*PAGE EXCERPT*:
>>>>
# what xm radios do you own ?



## pez2002 (Dec 13, 2002)

i have

roady2 this one is turned off **
skifi2/homekit this radio is turned on i love xm


----------



## Steve Mehs (Mar 21, 2002)

The list grows

*XM*
Active - Delphi SkyFi 2, Delphi Roady XT, Sony STR-DG1000 Home Theater Receiver
Retired - Delphi SkyFi, Delphi Roady 2

*SIRIUS*
Active - Sportster 4, Starmate 4
Retired - Audiovox PNP2, Sportster Replay, Starmate Replay


----------



## Hoxxx (Jun 19, 2004)

2 MyFi's
1 Roady XT
2 Skyfi's


----------



## dpeters11 (May 30, 2007)

Skyfi 2 with boombox (for use on second floor) and car kit, and a mini tuner connected to my Onkyo receiver downstairs.


----------



## old7 (Dec 1, 2005)

Three SkyFi2 (3 vehicle mounts, 2 home mounts and a boombox) and what ever it is behind the dash on the Toyota.


----------



## vollmey (Mar 23, 2007)

My wife car has a Skifi 2 and I have a Garmin 2730 in my truck with XM Nav traffic and weather.


----------



## trnsfrguy (Nov 11, 2004)

Roady XT - active
Roady 2 - inactive


----------



## Bobby94928 (May 12, 2003)

2 Roady XT
1 Audiovox POS 
1 Pioneer GEX-P910XM


----------



## Mavrick (Feb 1, 2006)

*XM*
SkiFi 2 and Roady 2

*Sirius*
Sportster Replay, Sportster 4, SIR-ALP1 & SIR-PNR1


----------



## Robert Wood (Oct 29, 2004)

3 Delphi MyFi's - 1 inactive and held in reserve. They aren't making them anymore, and I rely on the strong FM transmitter.


----------



## machavez00 (Nov 2, 2006)

1 MyFi and OEM in truck


----------



## tsmithfd (Jan 8, 2007)

I have a SkyFi2 unit in my company car, and a GM factory OEM unit in my personal car. I love XM, honestly don't know what I would do without it. I spend many hours on the road. I can not tell you the last time I listened to regular FM radio. XM ROCKS I have had it since 2003....


----------



## davring (Jan 13, 2007)

Roady XT for car and boombox.


----------



## sheepishlion (Dec 4, 2005)

Delphi SkyFi2
Samsung Helix


----------



## cb7214 (Jan 25, 2007)

XM 
Active
2 Factory Installed GM
Inactive
1 MyFi
1 Roady XT

Sirius
Inactive
Sportster


----------



## Capmeister (Sep 16, 2003)

My honda accord has a built in XM radio. I have a XT Roady and a Timex XM Clock Radio (which I love).


----------



## JerryAndGail (Oct 18, 2006)

I've got a SkyFi2 that I can use with the dock in my truck, the dock on my bike, or the home dock. I can only be one place at a time after all.


----------



## genemcd (Dec 8, 2003)

Inactive:
Skyfi 1 (it worked ok for it's time)
Roady 2 (simple but dependable)

Active:
Pioneer AirWare (Love it! Its a generation or two old now but its feature rich for its time and its dependable)
Skyfi 3 (Hate it! It keeps crashing! May shop ebay for another Airware soon)
<<<<
*STORED DATA*:
>>>>
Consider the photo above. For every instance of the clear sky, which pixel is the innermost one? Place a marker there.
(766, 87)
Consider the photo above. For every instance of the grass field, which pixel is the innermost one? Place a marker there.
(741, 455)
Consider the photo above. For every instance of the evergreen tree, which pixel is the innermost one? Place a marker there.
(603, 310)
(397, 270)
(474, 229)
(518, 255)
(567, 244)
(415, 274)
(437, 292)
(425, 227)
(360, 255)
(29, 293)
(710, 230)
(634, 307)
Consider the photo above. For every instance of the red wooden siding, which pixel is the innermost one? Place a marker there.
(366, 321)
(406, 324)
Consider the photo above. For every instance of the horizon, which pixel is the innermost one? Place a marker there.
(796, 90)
<<<<
>>>>
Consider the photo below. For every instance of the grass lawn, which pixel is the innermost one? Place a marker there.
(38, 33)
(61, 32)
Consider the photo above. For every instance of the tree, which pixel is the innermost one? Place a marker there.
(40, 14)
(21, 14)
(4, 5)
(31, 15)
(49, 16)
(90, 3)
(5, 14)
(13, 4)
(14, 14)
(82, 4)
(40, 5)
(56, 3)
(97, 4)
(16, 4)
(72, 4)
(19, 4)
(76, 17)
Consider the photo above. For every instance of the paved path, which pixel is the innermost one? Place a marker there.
<<<<
>>>>
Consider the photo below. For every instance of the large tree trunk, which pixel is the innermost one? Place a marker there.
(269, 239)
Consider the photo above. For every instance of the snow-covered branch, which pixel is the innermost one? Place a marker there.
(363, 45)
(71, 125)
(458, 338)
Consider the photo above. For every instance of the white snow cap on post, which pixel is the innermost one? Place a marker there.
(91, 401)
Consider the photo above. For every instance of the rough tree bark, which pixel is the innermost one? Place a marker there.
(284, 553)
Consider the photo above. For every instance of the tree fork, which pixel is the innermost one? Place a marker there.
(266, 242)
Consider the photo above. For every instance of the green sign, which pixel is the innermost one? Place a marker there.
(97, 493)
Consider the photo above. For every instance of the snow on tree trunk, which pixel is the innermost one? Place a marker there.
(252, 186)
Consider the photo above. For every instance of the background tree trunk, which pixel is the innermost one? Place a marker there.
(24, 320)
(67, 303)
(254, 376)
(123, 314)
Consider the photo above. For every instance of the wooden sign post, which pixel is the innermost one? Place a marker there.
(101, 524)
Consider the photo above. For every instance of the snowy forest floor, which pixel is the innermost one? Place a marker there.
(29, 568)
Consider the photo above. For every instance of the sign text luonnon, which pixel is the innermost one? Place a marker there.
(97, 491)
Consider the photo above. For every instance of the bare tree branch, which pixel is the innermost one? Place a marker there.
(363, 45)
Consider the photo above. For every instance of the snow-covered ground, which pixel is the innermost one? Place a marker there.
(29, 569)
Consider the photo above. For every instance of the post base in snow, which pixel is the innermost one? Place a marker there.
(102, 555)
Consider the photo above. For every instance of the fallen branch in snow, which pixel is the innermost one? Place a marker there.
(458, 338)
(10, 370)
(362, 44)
<<<<
*SET EXERCISE 1*: In the XM radio thread, which radio does genemcd say keeps crashing?
*SET EXERCISE 2*: Pull out every line of the records that contains the word "sign".

*EXERCISE RESPONSE 1*: The Skyfi 3.

*EXERCISE RESPONSE 2*:
Consider the photo above. For every instance of the green sign, which pixel is the innermost one? Place a marker there.
Consider the photo above. For every instance of the wooden sign post, which pixel is the innermost one? Place a marker there.
Consider the photo above. For every instance of the sign text luonnon, which pixel is the innermost one? Place a marker there.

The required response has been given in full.